__TEXT SEGMENT__:
Published online Jan 15, 2024. doi: 10.4251/wjgo.v16.i1.133
Peer-review started: October 3, 2023
First decision: October 8, 2023
Revised: October 14, 2023
Accepted: December 4, 2023
Article in press: December 4, 2023
Published online: January 15, 2024
Processing time: 99 Days and 11.7 Hours
Gastric cancer (GC) and colorectal cancer (CRC) are the fifth and third most common cancer worldwide, respectively. Nowadays, GC is reported to have a potential predictive value for CRC, especially for advanced CRC.
To evaluate the necessity of colonoscopy for gastric neoplasm (GN) patients.
Four databases, including PubMed, EMBASE, the Cochrane Library, and Ovid, were used to perform the search strategy on May 2, 2023. The prevalence of colorectal neoplasms (CRN) and baseline characteristics were compared between the neoplasm group and the control group. Continuous variables are expressed as the mean difference and standard deviation. Relationships of categorical variables in the two groups are expressed as odds ratios (OR) and 95% confidence intervals (95%CIs). Subgroup analysis according to different kinds of GNs was conducted for more in-depth analysis. The results of this study are represented by forest plots. Publication bias was evaluated by a funnel plot. All data analyses were performed by STATA SE 16.0 software.
A total of 3018 patients with GNs and 3905 healthy controls (age and sex matched) were enrolled for analysis. After comparing the prevalence of CRNs between the two groups, CRNs were detected significantly more frequently in GN patients than in controls (OR = 1.69, 95%CI = 1.28 to 2.23, I2 = 85.12%, P = 0.00), especially in patients with GC (OR =1.80, 95%CI = 1.49 to 2.18, I2 = 25.55%, P < 0.1). Moreover, other risk factors including age (OR = 1.08, 95%CI = 1.00 to 1.17, I2 = 90.13%, P = 0.00) and male sex (OR = 2.31, 95%CI = 1.26 to 4.22, I2 = 87.35%, P = 0.00), were related to the prevalence of CRNs. For patients in the GN group, body mass index (BMI, OR = 0.88, 95%CI = 0.80 to 0.98, I2 = 0.00%, P = 0.92) and smoking (OR = 1.03, 95%CI = 1.01 to 1.05, I2 = 0.00%, P = 0.57) were protective and risk factors for CRNs, respectively.
Patients are recommended to undergo colonoscopy when diagnosed with GNs, especially GC patients with a low BMI and a history of smoking.
Core Tip: Gastric cancer (GC) is currently the fifth largest malignant tumor worldwide and the second largest cause of cancer-related deaths in the world. Synchronous and homologous neoplasms are common in gastric neoplasm (GN) patients, and the colorectal neoplasm (CRN) is the main neoplasm type. The prevalence of CRN in GN patients is a concern. Some studies reported that GN was not a risk factor for CRN. Therefore, the purpose of this pooling up analysis was to explore whether colonoscopy was needed for GN patients to detecting CRN. A total of ten case-control studies were included, involving 6923 patients. In conclusion, GN patients had higher risk of CRN, especially for GC patients. Therefore, colonoscopy was recommended when patients diagnosed with GN.

__Stored entries__:
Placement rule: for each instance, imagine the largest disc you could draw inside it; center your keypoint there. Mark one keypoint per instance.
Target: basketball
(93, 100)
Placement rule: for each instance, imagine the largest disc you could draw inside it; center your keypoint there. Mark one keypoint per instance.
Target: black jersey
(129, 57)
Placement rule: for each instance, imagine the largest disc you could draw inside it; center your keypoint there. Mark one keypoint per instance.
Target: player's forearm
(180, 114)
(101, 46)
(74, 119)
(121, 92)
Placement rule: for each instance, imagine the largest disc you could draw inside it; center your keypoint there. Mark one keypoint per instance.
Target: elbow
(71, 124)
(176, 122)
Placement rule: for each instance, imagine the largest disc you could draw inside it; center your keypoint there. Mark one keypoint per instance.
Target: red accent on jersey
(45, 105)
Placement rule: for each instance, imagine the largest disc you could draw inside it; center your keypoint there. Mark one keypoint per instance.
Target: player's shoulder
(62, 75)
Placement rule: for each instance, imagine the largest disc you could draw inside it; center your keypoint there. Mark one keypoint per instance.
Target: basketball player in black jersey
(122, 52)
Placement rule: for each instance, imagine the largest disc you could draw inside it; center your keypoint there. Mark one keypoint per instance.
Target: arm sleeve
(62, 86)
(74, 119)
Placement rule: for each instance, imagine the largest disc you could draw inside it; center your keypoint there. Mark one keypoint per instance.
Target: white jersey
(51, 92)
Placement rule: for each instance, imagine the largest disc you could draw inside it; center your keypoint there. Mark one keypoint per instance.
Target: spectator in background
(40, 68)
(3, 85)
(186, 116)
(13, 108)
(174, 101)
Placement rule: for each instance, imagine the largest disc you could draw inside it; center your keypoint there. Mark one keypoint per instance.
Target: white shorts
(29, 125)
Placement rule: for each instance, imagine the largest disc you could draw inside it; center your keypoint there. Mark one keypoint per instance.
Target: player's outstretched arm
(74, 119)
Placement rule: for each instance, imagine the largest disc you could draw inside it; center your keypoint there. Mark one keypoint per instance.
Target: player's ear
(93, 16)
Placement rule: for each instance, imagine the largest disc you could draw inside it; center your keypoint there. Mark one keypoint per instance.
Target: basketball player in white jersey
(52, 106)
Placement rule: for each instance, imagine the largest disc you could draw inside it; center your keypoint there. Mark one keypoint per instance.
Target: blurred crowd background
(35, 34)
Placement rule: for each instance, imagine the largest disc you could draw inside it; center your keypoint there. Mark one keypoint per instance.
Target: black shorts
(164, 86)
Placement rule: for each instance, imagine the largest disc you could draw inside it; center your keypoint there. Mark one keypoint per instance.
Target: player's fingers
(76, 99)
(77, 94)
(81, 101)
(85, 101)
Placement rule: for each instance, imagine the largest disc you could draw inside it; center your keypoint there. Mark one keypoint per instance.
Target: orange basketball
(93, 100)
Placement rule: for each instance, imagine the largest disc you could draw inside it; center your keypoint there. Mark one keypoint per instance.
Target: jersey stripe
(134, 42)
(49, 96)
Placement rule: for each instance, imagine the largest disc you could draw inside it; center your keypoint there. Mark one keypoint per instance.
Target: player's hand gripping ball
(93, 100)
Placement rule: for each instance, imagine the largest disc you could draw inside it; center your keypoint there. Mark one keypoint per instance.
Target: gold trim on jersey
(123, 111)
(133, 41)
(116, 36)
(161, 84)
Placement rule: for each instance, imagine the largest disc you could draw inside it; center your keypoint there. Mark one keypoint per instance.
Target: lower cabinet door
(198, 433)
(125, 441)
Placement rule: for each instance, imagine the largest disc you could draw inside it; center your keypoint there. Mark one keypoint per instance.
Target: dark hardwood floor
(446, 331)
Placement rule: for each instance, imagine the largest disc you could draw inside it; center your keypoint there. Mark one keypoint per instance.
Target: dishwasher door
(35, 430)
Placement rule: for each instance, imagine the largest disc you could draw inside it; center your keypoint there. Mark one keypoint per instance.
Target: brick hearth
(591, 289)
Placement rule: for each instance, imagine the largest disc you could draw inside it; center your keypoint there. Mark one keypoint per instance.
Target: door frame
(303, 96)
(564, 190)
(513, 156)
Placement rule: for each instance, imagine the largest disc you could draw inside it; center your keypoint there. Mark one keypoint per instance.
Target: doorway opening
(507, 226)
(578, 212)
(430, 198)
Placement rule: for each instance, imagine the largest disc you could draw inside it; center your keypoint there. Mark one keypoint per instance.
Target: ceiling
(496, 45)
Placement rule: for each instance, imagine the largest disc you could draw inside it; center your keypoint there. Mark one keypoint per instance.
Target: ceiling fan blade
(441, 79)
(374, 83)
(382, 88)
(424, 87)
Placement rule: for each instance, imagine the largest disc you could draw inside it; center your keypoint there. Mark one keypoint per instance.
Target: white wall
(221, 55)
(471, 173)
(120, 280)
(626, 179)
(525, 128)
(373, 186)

__ACTIVITIES__:
1 – For each statement, say whether the abstract agrees with it (yes or no), and quote the exact words of the abstract that decide it: (a) The database search was carried out on May 2, 2023. (b) Publication bias was assessed with forest plots. (c) Twelve case-control studies were included.
2 – Return the part of the abstract starting at "Published online Jan" and ending at "for advanced CRC.".
3 – Which software does the abstract say was used for all data analyses?
The items have no connection to the abstract.

__OUTPUTS IN ORDER__:
1 –
(a) Yes: "were used to perform the search strategy on May 2, 2023"
(b) No: "Publication bias was evaluated by a funnel plot."
(c) No: "A total of ten case-control studies were included"

2 –
Published online Jan 15, 2024. doi: 10.4251/wjgo.v16.i1.133
Peer-review started: October 3, 2023
First decision: October 8, 2023
Revised: October 14, 2023
Accepted: December 4, 2023
Article in press: December 4, 2023
Published online: January 15, 2024
Processing time: 99 Days and 11.7 Hours
Gastric cancer (GC) and colorectal cancer (CRC) are the fifth and third most common cancer worldwide, respectively. Nowadays, GC is reported to have a potential predictive value for CRC, especially for advanced CRC.

3 – STATA SE 16.0.